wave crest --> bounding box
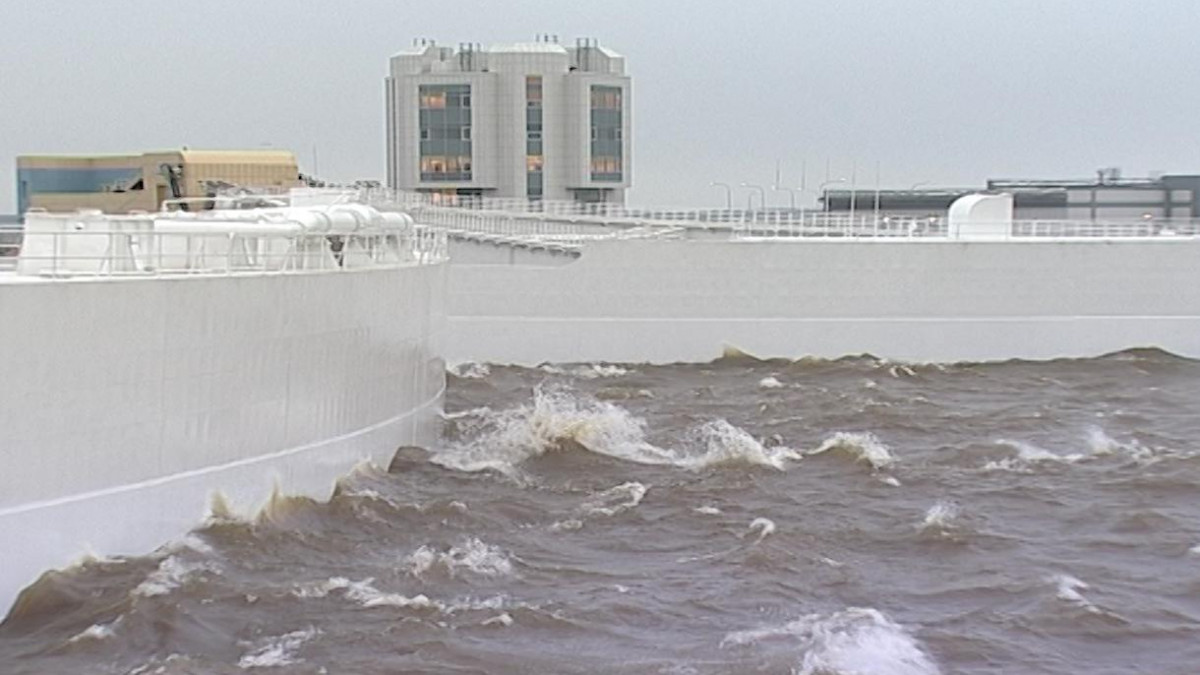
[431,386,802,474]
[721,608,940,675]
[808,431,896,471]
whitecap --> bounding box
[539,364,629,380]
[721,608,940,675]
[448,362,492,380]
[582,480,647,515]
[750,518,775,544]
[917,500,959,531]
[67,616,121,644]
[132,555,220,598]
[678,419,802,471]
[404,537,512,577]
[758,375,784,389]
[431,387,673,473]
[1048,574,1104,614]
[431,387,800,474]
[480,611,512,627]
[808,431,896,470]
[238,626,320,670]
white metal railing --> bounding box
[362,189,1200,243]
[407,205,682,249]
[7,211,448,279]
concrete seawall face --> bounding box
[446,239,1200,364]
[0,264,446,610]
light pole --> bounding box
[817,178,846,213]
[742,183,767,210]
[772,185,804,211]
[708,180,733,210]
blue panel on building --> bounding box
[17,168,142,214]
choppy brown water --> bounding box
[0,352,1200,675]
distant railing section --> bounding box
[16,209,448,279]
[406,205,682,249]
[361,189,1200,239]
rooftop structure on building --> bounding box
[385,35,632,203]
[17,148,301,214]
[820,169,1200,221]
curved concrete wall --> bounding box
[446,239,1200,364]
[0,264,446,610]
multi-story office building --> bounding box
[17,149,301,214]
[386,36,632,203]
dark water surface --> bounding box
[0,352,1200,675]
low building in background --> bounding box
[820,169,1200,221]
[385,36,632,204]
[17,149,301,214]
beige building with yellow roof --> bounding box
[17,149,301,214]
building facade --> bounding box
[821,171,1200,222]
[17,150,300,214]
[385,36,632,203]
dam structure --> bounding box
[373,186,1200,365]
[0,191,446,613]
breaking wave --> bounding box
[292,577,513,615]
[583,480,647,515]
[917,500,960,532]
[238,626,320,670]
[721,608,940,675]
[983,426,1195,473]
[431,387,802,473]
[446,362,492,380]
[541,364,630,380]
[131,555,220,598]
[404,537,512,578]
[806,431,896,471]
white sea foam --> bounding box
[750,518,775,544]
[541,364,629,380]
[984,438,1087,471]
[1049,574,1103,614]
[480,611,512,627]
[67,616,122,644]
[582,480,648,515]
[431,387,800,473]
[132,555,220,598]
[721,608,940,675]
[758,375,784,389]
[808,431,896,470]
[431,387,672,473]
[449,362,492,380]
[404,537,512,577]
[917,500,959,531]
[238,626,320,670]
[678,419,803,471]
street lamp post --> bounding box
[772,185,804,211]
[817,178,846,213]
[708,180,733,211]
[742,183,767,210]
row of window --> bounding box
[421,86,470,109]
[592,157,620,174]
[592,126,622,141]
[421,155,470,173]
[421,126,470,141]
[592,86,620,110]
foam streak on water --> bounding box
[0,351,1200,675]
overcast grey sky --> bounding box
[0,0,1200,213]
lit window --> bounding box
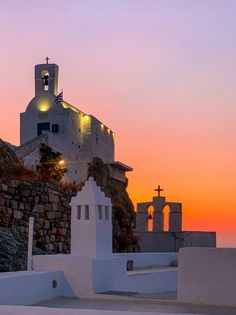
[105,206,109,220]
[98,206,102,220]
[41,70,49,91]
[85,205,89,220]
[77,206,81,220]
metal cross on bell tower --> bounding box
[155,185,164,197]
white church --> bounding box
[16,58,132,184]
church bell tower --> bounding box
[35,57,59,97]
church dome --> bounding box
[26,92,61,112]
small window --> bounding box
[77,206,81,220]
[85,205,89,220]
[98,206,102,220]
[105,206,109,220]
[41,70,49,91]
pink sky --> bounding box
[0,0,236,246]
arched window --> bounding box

----------

### Given instruction
Rewrite all of the records above, replacing every occurrence of "window" with "opening" and keeping everything else unchanged. Omit the pictures from your answer.

### Written solution
wave crest --> bounding box
[431,386,802,474]
[721,608,940,675]
[808,431,896,471]
whitecap --> bounding box
[539,364,629,380]
[721,608,940,675]
[448,362,492,380]
[582,480,647,515]
[750,518,775,544]
[917,500,959,531]
[67,616,121,644]
[132,555,220,598]
[678,419,802,471]
[404,537,512,577]
[758,375,784,389]
[431,387,673,473]
[1048,574,1104,614]
[431,387,800,474]
[480,611,512,627]
[808,431,896,470]
[238,626,320,670]
white metal railing --> bounding box
[362,189,1200,243]
[407,205,682,249]
[7,211,448,279]
concrete seawall face --> bounding box
[446,239,1200,364]
[0,264,446,610]
light pole --> bounding box
[817,178,846,213]
[742,183,767,210]
[772,185,804,211]
[708,180,733,210]
blue panel on building --> bounding box
[17,168,142,214]
choppy brown water --> bounding box
[0,352,1200,675]
distant railing section --> bounding box
[16,209,448,279]
[406,205,682,249]
[361,189,1200,239]
rooftop structure on building --> bounding box
[385,35,632,203]
[17,148,301,214]
[820,169,1200,221]
curved concrete wall --> bounding box
[446,239,1200,364]
[0,264,446,610]
multi-story office building --> bounding box
[17,149,301,214]
[386,36,632,203]
dark water surface --> bounding box
[0,352,1200,675]
low building in background --> bounding box
[820,169,1200,221]
[385,36,632,204]
[17,149,301,214]
beige building with yellow roof --> bounding box
[17,149,301,214]
building facade --> bounding box
[821,171,1200,222]
[17,150,300,214]
[385,36,632,203]
dam structure --> bounding box
[373,186,1200,365]
[0,191,446,613]
breaking wave --> bounding box
[292,577,513,615]
[583,480,647,515]
[917,500,960,532]
[238,626,320,670]
[721,608,940,675]
[983,426,1195,473]
[431,387,802,473]
[446,362,492,380]
[541,364,630,380]
[131,555,220,598]
[404,537,512,578]
[806,431,896,471]
white sea foam --> bounding box
[750,518,775,544]
[541,364,629,380]
[984,438,1087,471]
[1049,574,1103,614]
[480,611,512,627]
[67,616,122,644]
[582,480,648,515]
[431,387,800,473]
[132,555,220,598]
[721,608,940,675]
[758,375,784,389]
[808,431,896,470]
[431,387,672,473]
[449,362,492,380]
[404,537,512,577]
[917,500,959,531]
[238,626,320,670]
[678,419,803,471]
street lamp post --> bounding box
[772,185,804,211]
[817,178,846,213]
[708,180,733,211]
[742,183,767,210]
row of opening --> bounding box
[421,86,470,109]
[592,157,620,174]
[592,126,622,141]
[421,155,470,173]
[421,126,470,141]
[592,86,620,110]
foam streak on water --> bounding box
[0,351,1200,675]
overcast grey sky --> bounding box
[0,0,1200,213]
lit opening --> bounding box
[105,206,109,220]
[98,206,102,220]
[41,70,49,91]
[85,205,89,220]
[77,206,81,220]
metal cross on bell tower --> bounding box
[155,185,164,197]
white church --> bounding box
[16,58,132,184]
church bell tower --> bounding box
[35,57,59,97]
church dome --> bounding box
[26,92,61,112]
small opening --> bounding box
[77,206,81,220]
[85,205,89,220]
[98,206,102,220]
[105,206,109,220]
[41,70,49,91]
pink sky --> bounding box
[0,0,236,246]
arched opening --> bounding box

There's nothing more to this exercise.